# Goal
Exactly reproduce each line of the listing that follows.

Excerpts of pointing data
· · · · ·

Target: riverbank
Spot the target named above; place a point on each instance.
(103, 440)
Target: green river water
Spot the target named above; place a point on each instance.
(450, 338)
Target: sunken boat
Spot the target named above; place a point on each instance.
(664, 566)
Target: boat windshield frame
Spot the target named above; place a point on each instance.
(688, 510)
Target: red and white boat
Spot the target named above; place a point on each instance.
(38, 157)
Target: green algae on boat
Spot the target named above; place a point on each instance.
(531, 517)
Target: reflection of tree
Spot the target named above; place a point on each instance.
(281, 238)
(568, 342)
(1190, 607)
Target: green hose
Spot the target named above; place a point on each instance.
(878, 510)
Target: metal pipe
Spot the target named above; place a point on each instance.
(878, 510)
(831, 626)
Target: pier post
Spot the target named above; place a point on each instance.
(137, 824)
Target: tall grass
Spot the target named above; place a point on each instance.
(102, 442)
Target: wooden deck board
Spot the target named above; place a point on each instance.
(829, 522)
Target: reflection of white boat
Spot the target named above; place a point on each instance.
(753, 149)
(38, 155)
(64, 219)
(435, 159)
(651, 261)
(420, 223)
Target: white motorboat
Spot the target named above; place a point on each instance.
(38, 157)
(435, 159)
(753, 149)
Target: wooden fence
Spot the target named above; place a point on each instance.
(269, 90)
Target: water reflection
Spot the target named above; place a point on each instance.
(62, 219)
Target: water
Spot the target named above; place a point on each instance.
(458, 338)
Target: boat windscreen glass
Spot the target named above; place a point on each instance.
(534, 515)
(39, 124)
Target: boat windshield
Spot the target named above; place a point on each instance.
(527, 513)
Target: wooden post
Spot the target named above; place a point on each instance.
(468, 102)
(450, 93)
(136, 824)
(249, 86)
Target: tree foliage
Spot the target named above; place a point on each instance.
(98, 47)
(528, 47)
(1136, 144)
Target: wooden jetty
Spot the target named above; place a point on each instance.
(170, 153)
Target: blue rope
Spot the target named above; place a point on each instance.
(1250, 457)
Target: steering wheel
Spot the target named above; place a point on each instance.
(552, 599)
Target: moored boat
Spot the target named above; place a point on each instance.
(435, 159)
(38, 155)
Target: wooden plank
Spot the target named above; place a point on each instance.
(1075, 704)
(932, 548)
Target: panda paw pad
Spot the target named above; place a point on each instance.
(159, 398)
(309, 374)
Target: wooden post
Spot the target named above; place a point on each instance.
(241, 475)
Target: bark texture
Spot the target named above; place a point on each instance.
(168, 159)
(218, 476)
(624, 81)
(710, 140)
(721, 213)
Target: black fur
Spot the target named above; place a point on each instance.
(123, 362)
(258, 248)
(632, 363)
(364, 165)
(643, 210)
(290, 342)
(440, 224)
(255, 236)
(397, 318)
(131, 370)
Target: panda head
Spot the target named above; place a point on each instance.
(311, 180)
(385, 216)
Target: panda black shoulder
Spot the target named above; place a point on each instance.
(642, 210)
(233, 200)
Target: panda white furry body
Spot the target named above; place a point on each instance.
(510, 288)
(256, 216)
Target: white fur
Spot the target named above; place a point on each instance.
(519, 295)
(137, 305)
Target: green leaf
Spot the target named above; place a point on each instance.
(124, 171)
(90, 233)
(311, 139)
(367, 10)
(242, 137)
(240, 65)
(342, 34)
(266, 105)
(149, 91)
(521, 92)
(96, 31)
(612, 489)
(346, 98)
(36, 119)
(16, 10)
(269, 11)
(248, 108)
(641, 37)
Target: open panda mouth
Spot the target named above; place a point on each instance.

· · · · ·

# Exercise response
Target: riverbank
Spot the target named above; place a point on each instance.
(103, 440)
Target: green river water
Spot the target named above; place a point on each instance.
(450, 338)
Target: sunken boat
Spot the target named above; place a point on each instance.
(664, 566)
Target: boat windshield frame
Spot the target named above; place a point on each instance.
(688, 510)
Target: red and white boat
Spot the target named above; place a point on each instance.
(38, 157)
Target: green algae on boat
Spot the target named above; place a point on each instance.
(531, 517)
Target: reflection of tree
Spot the target named above; place a point on each instance.
(281, 238)
(568, 342)
(1190, 607)
Target: green hose
Spot the target named above; place a point on each instance.
(878, 510)
Target: metal pipe
Spot the target named above; place a point on each instance.
(878, 510)
(831, 626)
Target: pier post
Spot the target named above; place a point on each instance.
(137, 824)
Target: tall grass
Spot the target named above; place a point on each instance.
(102, 442)
Target: wooden deck board
Spot the target named above; place a point on each instance.
(829, 522)
Target: reflection of white boat
Spot the target named above; place a point on each instance.
(753, 149)
(38, 155)
(64, 219)
(435, 159)
(651, 261)
(420, 223)
Target: white motorboat
Spot the target named above; place a point on each instance.
(38, 157)
(435, 159)
(753, 149)
Target: wooden fence
Spot the target named above; place a point on each instance.
(269, 90)
Target: water reflection
Spot the target named above; place a point on each instance.
(62, 219)
Target: water
Spot the target named above; place a point on each instance.
(458, 338)
Target: boat windscreen glass
Spot the target named above; place a point on each instance.
(534, 515)
(39, 124)
Target: boat windshield
Spot the target named above; place a point on each instance.
(527, 513)
Target: wooden post
Spot the target named above; place a point on each instance.
(468, 102)
(450, 93)
(136, 824)
(249, 86)
Target: tree foliage
Spot the target named above; place a point on each instance.
(98, 47)
(528, 47)
(1136, 144)
Target: wooden jetty
Spot the target named above; place a point on each instance.
(170, 153)
Target: blue rope
Spot the target named above; place a point on each instance.
(1250, 457)
Target: steering wheel
Spot the target named above; place a point on each instance.
(552, 599)
Target: moored boat
Spot the target named above; place a point on each instance.
(435, 159)
(38, 155)
Target: wooden plank
Spot the target named above; place a point on each instance.
(1075, 704)
(932, 548)
Target: panda paw pad
Spot the target named above; place a point on each instance.
(159, 398)
(309, 374)
Target: wooden post
Spot the target named above; place a point on each instance.
(241, 475)
Target: bark texture
Spot the target named above; place a point on each instance.
(168, 159)
(218, 476)
(624, 81)
(710, 140)
(721, 213)
Target: black fur
Spot the target named above; place a point on each instance.
(123, 362)
(258, 248)
(632, 363)
(364, 165)
(643, 210)
(290, 342)
(440, 224)
(255, 236)
(397, 318)
(131, 370)
Target: panda head
Spot the target named above; place a point on each instance.
(311, 180)
(385, 216)
Target: panda black shoulder
Spot the target named above; place a point on each instance.
(642, 210)
(233, 200)
Target: panda white furry body
Spot the target named above; place a point on each instance.
(510, 288)
(256, 216)
Target: white fur
Spot the target named above; place a point on each instance.
(519, 295)
(137, 305)
Target: green leaf
Spot the target named above; place a point on each instance.
(124, 171)
(90, 233)
(311, 139)
(367, 10)
(242, 137)
(240, 65)
(342, 34)
(266, 105)
(149, 91)
(521, 92)
(96, 31)
(612, 489)
(346, 98)
(36, 119)
(16, 10)
(269, 11)
(248, 108)
(641, 37)
Target: open panda mouth
Spot the target named above; place a point on each instance.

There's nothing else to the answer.